* [THE REQUEST] Switch "front leg" to "foreleg" in the stretch of the records from the line containing "Note. One marker is placed on each instance of the pink" through the line containing "[(432, 475)]", and give back only those lines with nothing else changed.

-- start of RAW RECORDS --

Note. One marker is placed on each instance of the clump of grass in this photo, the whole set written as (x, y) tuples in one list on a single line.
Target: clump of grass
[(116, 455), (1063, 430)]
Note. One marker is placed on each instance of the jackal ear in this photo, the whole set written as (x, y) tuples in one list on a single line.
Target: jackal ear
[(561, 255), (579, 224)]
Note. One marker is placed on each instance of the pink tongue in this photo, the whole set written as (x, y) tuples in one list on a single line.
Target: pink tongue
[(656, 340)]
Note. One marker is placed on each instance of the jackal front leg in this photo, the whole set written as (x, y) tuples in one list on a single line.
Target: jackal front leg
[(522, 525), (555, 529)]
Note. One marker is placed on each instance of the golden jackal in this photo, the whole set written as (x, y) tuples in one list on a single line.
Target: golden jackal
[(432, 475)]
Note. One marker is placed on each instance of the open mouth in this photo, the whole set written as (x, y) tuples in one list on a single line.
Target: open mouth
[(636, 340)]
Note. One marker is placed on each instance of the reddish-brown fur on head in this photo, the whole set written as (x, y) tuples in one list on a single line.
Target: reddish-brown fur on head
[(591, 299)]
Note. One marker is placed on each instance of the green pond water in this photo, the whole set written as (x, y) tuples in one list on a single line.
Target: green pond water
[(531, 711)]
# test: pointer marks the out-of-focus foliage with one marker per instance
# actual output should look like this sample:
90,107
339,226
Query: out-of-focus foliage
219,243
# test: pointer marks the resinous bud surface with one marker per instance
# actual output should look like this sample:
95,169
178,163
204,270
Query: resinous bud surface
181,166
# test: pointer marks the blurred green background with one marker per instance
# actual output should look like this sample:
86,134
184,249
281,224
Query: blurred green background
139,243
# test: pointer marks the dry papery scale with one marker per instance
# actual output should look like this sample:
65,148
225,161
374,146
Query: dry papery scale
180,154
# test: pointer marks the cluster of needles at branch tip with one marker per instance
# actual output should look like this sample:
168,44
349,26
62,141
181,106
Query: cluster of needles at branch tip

-- end of RAW RECORDS --

* [EXERCISE OUTPUT]
Note. One marker is placed on each instance of the pink tongue in this photo, the whole set written as (x, y) tuples in one list on a single line.
Target: pink tongue
[(656, 340)]
Note. One marker is placed on each instance of the jackal foreleg in this photo, the whole set written as (x, y) tuples in one list on a single line.
Target: jackal foreleg
[(522, 525), (555, 529)]
Note. One marker is placed on each instance of the golden jackal in this photo, the whole set written as (x, y) tuples in one list on a single line.
Target: golden jackal
[(432, 475)]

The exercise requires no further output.